● **WHAT IS EXPECTED**
Copy out everything in the data below from the line containing "Each instance of the leaf" down to the line containing "Target: leaf", both of those lines included, and nothing else.

Object location annotation data
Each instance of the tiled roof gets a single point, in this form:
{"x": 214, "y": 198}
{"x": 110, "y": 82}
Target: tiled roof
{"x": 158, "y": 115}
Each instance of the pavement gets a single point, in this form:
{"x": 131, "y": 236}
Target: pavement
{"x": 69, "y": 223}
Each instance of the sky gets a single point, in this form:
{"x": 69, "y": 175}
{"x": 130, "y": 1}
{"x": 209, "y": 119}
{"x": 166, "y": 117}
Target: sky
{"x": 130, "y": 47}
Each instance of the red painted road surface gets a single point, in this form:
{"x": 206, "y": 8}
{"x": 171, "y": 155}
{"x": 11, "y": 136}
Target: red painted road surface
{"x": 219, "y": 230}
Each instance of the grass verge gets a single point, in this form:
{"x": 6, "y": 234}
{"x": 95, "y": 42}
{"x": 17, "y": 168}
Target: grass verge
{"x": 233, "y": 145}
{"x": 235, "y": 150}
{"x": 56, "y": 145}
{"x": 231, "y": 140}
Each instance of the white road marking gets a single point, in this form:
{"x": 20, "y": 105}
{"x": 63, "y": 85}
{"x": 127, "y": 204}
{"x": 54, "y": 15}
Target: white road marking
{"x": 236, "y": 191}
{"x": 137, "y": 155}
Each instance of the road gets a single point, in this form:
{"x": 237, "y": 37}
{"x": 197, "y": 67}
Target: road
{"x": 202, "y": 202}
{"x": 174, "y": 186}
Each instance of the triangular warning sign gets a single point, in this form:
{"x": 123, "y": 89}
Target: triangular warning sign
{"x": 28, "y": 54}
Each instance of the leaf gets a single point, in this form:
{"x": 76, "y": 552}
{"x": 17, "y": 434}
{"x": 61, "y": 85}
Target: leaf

---

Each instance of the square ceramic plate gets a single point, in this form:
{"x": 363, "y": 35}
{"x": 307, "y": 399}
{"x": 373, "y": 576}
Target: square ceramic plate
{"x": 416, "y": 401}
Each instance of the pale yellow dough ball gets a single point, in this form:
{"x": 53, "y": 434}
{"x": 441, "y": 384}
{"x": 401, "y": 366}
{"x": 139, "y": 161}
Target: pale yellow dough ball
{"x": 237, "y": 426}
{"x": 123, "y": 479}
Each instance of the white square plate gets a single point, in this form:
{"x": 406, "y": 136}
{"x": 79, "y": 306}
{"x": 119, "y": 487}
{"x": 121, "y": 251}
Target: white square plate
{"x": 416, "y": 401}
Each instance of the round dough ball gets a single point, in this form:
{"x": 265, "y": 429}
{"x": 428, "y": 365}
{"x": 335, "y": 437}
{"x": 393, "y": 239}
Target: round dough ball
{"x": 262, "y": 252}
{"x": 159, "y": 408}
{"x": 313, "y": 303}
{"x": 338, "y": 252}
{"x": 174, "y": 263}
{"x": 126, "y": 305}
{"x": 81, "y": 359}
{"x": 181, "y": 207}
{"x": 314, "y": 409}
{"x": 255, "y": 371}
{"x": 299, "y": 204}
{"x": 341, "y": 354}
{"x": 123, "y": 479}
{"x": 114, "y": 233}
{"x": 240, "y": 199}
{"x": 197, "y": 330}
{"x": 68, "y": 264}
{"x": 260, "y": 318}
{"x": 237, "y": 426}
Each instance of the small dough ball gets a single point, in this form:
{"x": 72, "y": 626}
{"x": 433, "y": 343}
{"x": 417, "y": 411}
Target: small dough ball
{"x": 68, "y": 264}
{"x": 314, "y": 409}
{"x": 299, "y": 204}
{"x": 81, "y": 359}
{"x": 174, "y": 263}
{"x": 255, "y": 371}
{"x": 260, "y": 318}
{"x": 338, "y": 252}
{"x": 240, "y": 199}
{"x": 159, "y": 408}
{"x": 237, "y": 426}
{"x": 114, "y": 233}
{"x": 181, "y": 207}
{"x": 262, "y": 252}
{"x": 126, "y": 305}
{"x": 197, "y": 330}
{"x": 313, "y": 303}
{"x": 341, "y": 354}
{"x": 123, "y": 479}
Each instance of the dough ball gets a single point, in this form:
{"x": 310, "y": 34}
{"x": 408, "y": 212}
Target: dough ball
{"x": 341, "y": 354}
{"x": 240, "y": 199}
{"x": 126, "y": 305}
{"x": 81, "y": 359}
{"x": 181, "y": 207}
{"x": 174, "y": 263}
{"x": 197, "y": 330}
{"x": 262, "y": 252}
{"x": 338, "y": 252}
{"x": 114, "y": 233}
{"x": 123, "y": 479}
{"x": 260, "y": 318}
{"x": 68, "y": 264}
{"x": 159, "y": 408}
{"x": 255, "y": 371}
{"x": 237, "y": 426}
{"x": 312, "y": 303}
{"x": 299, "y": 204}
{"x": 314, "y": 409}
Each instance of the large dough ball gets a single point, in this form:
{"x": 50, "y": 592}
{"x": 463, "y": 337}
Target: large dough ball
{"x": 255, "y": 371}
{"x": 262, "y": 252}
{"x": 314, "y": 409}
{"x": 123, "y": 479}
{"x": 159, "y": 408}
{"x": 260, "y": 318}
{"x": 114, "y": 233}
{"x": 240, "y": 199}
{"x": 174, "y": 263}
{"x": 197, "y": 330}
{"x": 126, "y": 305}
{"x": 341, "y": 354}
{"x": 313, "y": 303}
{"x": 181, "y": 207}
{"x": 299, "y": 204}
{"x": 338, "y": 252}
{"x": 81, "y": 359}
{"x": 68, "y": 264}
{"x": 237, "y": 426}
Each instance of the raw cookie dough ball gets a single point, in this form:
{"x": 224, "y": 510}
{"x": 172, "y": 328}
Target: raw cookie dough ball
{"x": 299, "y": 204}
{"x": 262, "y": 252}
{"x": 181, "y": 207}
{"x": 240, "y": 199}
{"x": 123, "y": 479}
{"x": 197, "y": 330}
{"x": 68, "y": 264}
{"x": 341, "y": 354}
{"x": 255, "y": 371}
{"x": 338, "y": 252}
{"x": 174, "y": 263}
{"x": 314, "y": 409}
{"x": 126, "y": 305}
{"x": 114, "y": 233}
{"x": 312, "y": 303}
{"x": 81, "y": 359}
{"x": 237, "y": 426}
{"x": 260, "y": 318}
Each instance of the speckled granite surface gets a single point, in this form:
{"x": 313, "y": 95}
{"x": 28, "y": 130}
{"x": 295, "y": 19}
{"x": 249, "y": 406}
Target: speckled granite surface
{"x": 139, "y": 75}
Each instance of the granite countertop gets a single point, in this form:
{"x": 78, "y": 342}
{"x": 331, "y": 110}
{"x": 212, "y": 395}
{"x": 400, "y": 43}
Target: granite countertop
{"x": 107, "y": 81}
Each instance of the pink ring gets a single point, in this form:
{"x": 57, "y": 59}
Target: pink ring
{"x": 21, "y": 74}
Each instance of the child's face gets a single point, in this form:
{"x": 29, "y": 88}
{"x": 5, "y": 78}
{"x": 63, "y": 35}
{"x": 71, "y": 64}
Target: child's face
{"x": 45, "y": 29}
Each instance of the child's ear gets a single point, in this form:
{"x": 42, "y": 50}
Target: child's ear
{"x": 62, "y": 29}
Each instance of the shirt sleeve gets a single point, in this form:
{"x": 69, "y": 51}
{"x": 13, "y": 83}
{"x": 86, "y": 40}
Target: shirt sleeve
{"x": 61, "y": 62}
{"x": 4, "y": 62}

● **ANSWER TO THE EXERCISE**
Each instance of the leaf gets a single point, in this form:
{"x": 76, "y": 552}
{"x": 17, "y": 434}
{"x": 61, "y": 85}
Target: leaf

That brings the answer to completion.